> **Directions for this task**
Type out the complete listing below word for word, without its pictures.

• • • •

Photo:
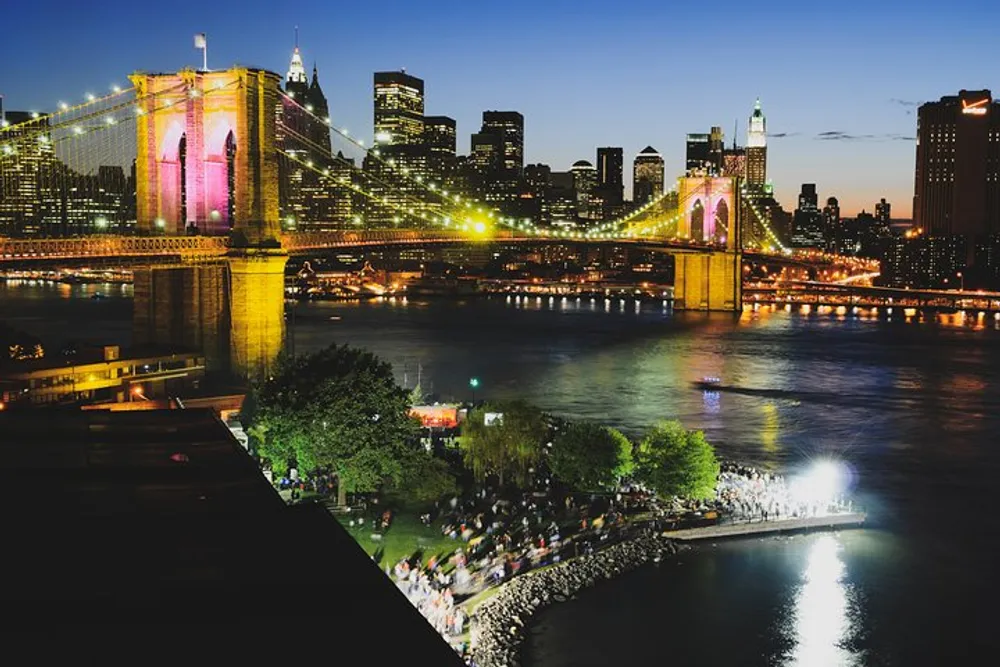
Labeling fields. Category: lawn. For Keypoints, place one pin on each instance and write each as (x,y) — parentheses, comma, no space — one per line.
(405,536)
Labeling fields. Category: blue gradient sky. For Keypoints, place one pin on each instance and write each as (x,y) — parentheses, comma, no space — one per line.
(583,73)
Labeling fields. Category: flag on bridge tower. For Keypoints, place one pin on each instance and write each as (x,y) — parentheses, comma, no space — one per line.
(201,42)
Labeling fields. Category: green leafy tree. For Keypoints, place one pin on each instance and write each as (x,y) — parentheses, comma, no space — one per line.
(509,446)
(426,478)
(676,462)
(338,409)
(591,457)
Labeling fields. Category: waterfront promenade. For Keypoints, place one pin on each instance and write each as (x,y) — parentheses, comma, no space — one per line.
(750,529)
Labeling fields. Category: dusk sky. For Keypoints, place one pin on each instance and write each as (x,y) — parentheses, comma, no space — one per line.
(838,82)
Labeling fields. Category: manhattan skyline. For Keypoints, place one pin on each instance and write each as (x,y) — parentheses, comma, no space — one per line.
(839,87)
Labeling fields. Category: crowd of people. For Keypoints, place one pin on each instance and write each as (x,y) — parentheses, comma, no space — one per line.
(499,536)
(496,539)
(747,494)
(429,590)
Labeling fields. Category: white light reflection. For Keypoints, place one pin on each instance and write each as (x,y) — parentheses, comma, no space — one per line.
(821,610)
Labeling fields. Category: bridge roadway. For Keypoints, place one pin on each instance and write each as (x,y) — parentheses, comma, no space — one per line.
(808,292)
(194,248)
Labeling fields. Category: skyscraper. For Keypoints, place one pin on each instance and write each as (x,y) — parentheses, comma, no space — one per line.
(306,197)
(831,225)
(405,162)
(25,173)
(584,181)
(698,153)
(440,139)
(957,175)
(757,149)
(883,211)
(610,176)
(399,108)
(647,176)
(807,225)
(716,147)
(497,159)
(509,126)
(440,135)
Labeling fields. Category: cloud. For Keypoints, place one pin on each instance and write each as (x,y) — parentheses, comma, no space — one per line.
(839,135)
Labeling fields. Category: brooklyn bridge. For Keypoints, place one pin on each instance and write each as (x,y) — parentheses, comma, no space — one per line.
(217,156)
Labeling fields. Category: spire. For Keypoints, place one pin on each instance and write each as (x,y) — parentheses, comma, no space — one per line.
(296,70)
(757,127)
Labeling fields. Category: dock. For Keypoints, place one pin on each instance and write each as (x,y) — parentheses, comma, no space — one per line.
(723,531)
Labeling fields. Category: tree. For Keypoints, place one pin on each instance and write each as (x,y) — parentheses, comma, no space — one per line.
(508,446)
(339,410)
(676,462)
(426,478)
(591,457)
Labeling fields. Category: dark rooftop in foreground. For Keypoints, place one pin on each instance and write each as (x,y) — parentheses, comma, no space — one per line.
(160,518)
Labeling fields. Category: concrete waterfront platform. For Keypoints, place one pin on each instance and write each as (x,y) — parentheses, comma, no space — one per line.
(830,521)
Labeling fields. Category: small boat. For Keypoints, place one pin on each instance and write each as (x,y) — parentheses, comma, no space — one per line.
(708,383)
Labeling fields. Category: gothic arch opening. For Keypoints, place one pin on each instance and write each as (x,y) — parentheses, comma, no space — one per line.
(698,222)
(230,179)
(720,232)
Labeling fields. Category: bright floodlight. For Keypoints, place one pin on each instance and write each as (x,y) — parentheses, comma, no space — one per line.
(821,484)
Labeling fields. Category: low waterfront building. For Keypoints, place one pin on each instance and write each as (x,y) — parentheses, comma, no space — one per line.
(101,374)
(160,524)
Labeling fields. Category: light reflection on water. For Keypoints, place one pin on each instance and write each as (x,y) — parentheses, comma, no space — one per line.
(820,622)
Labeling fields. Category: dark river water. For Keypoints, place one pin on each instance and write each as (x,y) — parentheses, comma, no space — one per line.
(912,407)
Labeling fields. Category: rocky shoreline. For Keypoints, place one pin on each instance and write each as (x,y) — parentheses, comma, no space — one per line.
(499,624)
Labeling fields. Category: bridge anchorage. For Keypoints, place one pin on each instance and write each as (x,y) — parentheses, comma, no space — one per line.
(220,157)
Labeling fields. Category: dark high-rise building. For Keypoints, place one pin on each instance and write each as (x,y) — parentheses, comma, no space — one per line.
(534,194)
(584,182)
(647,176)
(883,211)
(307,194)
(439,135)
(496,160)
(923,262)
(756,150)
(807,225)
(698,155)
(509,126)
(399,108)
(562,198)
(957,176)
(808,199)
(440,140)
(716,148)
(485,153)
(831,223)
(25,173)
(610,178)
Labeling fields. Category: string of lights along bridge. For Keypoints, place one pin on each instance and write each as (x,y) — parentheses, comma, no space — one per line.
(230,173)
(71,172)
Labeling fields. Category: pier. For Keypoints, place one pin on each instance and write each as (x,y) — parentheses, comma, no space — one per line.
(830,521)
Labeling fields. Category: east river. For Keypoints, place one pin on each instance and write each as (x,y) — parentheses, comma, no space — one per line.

• • • •

> **Result of the task**
Photo:
Labeling fields. Category: lawn. For Keypoints, place one pin on each instance and write each as (x,y) — parentheses, comma, no space — one per line.
(405,536)
Labeling fields. Category: blue gradient sky. For Keypoints, place one pin on each instance and write each as (x,y) — parentheses, comma, no space — one per line.
(583,73)
Labeling fields. Category: flag on bridge tower. For Keypoints, place one pin on each instance and write each as (x,y) — parentheses, comma, no space — one per line.
(201,42)
Labeling fields. Category: green leafy tree. For Keypoints, place one pin on each instance and write each as (x,y) — parentheses, comma, no space — one per line.
(509,446)
(426,478)
(676,462)
(338,409)
(591,457)
Labeling fields. Category: waterfront promenade. For Keypoints, place one pin on each instance and write each as (x,y) — parentheses, comma, no space — one per line.
(750,529)
Labeling fields. Category: dusk sky. For Keypoints, place one pin on each instance and write each as (x,y) — parentheses, comma, no space — one per line.
(838,82)
Labeling fields. Category: manhattan skyline. For Keypoints, place one pin on each instance and write each as (x,y) — parentheses, comma, no space — one per line.
(839,87)
Labeling fields. Category: crowd of people. For Keypoints, place one pin on each instance and write each as (x,y) — parentheses, comma, no space — one per line.
(499,536)
(496,539)
(747,494)
(429,590)
Labeling fields. Category: white light reflection. For Keypoints, place one pin on each instance and write each as (x,y) — parentheses, comma, no space — one per line.
(821,610)
Labeling fields. Category: bridge roadway. For Keypoints, place one pin on each instance and write each as (x,y) — parentheses, comma, no space — one per line.
(808,292)
(194,248)
Labeling fields. Category: skyscraper. For Keypoints, place one pin on each instance and write each as (x,y) — parentheses, comma, no space — one per line.
(306,197)
(831,225)
(405,162)
(25,173)
(584,181)
(698,153)
(440,139)
(957,175)
(757,149)
(883,211)
(610,176)
(399,108)
(647,176)
(807,225)
(716,147)
(497,159)
(509,126)
(440,135)
Labeling fields. Category: cloud. For Keypoints, place one pin on each instance and write each as (x,y) — parentheses, comma, no space — one per line.
(839,135)
Labeling fields. Category: brooklyn bridge. For Keypoints, place one pin on each instance and write each as (x,y) — parentheses, comma, no space — one per line.
(217,156)
Labeling fields. Category: spire. For Keypoints, place one pin on each instance and write each as (x,y) — parentheses, comma, no space — one per line.
(296,70)
(757,127)
Labeling fields. Category: dock. For Keypoints, place one pin on each instance and write each as (x,y) — parentheses, comma, no space — one per line.
(723,531)
Labeling fields. Category: tree. For Keypoints, place one pin on each instance and write each as (x,y) — parentheses, comma, no space — one per line.
(508,446)
(339,410)
(676,462)
(426,478)
(591,457)
Labeling fields. Category: dark rooftop in foreground. For Keypoints, place one pin on each instance and write each as (x,y) — parentheses, comma, no space — one per line.
(160,518)
Labeling fields. Category: concrete waterfront platform. For Keypoints, place one pin on each instance and write each as (x,y) — parentheses, comma, no space — one per line.
(830,521)
Labeling fields. Category: small boat. For Keypoints, place one pin on each instance and write each as (x,y) — parentheses, comma, no space — one per line.
(708,383)
Labeling fields. Category: gothic arch opening. For Keypoints, place one pin on each instance and write each as (x,y) — parentheses, comma, no space — one per line.
(698,222)
(230,179)
(720,232)
Labeling fields. Category: bright floodlight. For Keypoints, place one pin on each instance and write each as (x,y) — parentheses, comma, no space — one per line.
(821,484)
Labeling fields. Category: low waterfront building. For Keypoints, place one pin on each instance and write each as (x,y) — parentheses, comma, no space — one per line.
(101,374)
(160,524)
Labeling fields. Category: light reflection on water. For Keypoints, place one pin on each instance and write each as (x,y) — parentheses, comma, no space — one per line.
(820,622)
Labeling fields. Category: dark river water. For Keypoints, place one pin on each instance and write each as (x,y) — parentheses, comma, no space — one per line.
(912,407)
Labeling fields. Category: rocky shoreline. For Keypoints, place one pin on each instance and write each as (x,y) — parentheses, comma, no space — one per line.
(499,624)
Labeling fields. Category: bridge anchorage. For Keypoints, place one pin on each instance and write each as (x,y) — parentheses, comma, no space — one per line.
(220,157)
Labeling fields. Category: dark high-rise building. For Keypoints, place one pin on each instance and write each as (x,y) — parentheses, comma, no space — one per line.
(534,194)
(584,182)
(647,176)
(883,211)
(307,194)
(439,135)
(496,160)
(923,262)
(756,150)
(807,225)
(698,155)
(509,126)
(399,108)
(562,198)
(957,176)
(808,199)
(440,140)
(716,148)
(485,153)
(831,223)
(25,173)
(610,178)
Labeling fields. Category: string of lights along bridge. For Keypoints, place one pin on each instance and write each as (x,y) — parentheses, comma, no space — one per line.
(230,173)
(71,172)
Labeling fields. Category: pier. For Keypoints, place one pin on each instance and write each as (x,y) — parentheses, comma, no space — one per line.
(830,521)
Labeling fields. Category: east river. For Keypoints, place one pin on each instance and write each as (x,y) — parentheses, comma, no space — one per line.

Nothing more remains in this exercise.